§ ESTRATTO DELLA PAGINA
Anche se in molti hanno smentito Zangrillo, che ha parlato di un Covid “clinicamente inesistente”, i dati dicono che morti e terapie intensive, in Italia, sono crollati.
Solo l’1% dei malati è grave: se ne abbiamo 20mila contemporaneamente si notano, se invece sono solo 200 avremo un solo caso grave. Ha ragione Zangrillo a dire che ora ci sono pochi casi, è quello che vedo anche nel mio ospedale.
Come abbiamo imparato ad arginare il Covid? Ci sono dei farmaci che hanno dato buoni risultati?
Qualcosa ci ha aiutato. Come il Remdesivir, un farmaco per ebola che in alcune situazioni si è dimostrato vantaggioso. Anche l’eparina è stata utile per combattere le trombosi create dalla polmonite, disastrose per i pazienti. A oggi non ci sono terapie risolutive, ma la capacità di agire meglio.
Come si è sviluppata la conoscenza per uscire dalla crisi? Non si poteva certo aspettare la peer review necessaria alla pubblicazione degli studi scientifici.
Assolutamente no: nell’emergenza provo con quello che ho. L’uso di farmaci è stato necessario, anche se non avevamo certezza della loro efficacia. Come è accaduto con l’idrossiclorochina. Inizialmente è stata utilizzata ma studi più larghi ci hanno mostrato che è meglio evitarla, in particolare per i rischi cardiaci a cui espone il paziente. Ma non basta un singolo trial per capirlo. Ci vogliono più studi che si susseguono e precisano il quadro.
Ma in quei momenti non si potevano aspettare i tempi della certezza scientifica.
No, e in quel caso scattano due meccanismi. Nel primo si usano farmaci fuori richiesta, cioè non autorizzati. Oppure, come accaduto col Remdesivir, si usano in “uso compassionevole” farmaci che non sono neanche mai stati registrati. Ci tengo a ricordare che la registrazione non è un passaggio burocratico, ma è uno step volto a valutare il rapporto rischio beneficio per la protezione dei pazienti. Io stesso ho contribuito a sviluppare dei vaccini antinfluenzali, e ci abbiamo messo 6 anni a ottenere l’approvazione: la ricerca è questo.
Però adesso sembra che molti italiani non vogliano neanche il vaccino contro il Covid. La giudica una conseguenza di come è stato gestito sui media il dibattito interno alla comunità scientifica? E inoltre, non era inevitabile che ci fossero opinioni discordanti su un virus nuovo come questo?

[Record tratti da una raccolta]
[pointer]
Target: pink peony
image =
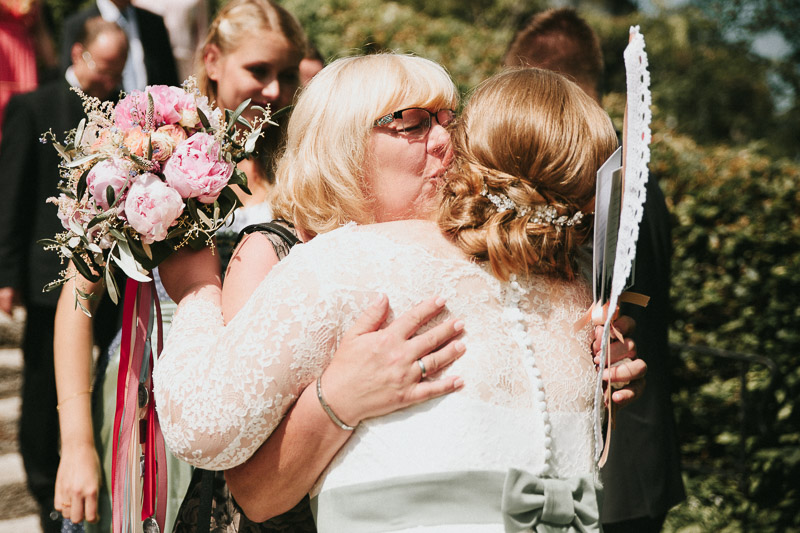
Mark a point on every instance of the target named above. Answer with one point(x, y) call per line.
point(151, 207)
point(195, 169)
point(111, 172)
point(136, 141)
point(168, 107)
point(177, 133)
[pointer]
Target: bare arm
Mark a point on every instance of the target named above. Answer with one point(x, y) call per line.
point(78, 478)
point(372, 373)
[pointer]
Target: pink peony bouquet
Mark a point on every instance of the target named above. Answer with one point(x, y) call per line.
point(147, 176)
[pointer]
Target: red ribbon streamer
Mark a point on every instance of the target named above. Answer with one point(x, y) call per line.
point(136, 317)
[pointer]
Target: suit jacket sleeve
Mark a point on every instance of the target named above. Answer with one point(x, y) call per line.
point(69, 34)
point(17, 154)
point(158, 59)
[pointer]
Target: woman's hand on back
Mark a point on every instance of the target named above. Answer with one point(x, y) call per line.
point(376, 371)
point(626, 372)
point(191, 272)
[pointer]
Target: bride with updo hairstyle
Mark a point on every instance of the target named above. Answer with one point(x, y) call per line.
point(514, 156)
point(508, 445)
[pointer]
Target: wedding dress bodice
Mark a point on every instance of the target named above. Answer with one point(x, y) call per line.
point(221, 391)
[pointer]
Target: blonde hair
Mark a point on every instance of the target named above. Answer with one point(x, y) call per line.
point(538, 139)
point(238, 20)
point(320, 177)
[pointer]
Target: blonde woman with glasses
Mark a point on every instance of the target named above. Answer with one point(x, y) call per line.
point(367, 179)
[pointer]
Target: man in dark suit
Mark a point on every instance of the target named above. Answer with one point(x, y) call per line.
point(29, 174)
point(150, 59)
point(641, 478)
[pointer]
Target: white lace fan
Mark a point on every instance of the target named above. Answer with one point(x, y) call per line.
point(636, 156)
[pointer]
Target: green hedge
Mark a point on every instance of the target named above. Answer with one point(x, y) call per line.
point(736, 266)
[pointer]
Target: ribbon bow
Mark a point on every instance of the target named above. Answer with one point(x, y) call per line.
point(547, 505)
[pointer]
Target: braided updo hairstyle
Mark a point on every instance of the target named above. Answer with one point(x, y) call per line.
point(538, 139)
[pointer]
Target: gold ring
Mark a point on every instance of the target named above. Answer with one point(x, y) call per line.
point(422, 367)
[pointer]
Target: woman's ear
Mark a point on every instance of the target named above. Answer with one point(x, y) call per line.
point(212, 56)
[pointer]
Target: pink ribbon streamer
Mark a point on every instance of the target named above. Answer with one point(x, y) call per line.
point(136, 326)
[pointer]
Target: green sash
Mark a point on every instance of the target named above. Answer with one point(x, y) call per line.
point(517, 499)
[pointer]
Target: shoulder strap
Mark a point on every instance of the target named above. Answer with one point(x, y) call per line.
point(277, 227)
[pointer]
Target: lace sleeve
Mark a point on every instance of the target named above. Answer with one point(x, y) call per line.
point(221, 390)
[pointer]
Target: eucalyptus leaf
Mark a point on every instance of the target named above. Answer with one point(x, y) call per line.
point(79, 132)
point(203, 119)
point(76, 228)
point(84, 269)
point(111, 286)
point(128, 263)
point(53, 285)
point(280, 113)
point(118, 235)
point(207, 222)
point(83, 308)
point(235, 116)
point(80, 189)
point(81, 160)
point(175, 232)
point(151, 110)
point(250, 143)
point(144, 164)
point(62, 152)
point(148, 252)
point(110, 197)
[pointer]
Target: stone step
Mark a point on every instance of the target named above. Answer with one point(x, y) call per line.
point(25, 524)
point(11, 470)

§ COME PROCEDERE
Ricopi senza alcuna modifica tutto il testo dell'intervista sul Covid compreso tra «Assolutamente no: nell’emergenza» e «della certezza scientifica.».

§ RISULTATO
Assolutamente no: nell’emergenza provo con quello che ho. L’uso di farmaci è stato necessario, anche se non avevamo certezza della loro efficacia. Come è accaduto con l’idrossiclorochina. Inizialmente è stata utilizzata ma studi più larghi ci hanno mostrato che è meglio evitarla, in particolare per i rischi cardiaci a cui espone il paziente. Ma non basta un singolo trial per capirlo. Ci vogliono più studi che si susseguono e precisano il quadro.
Ma in quei momenti non si potevano aspettare i tempi della certezza scientifica.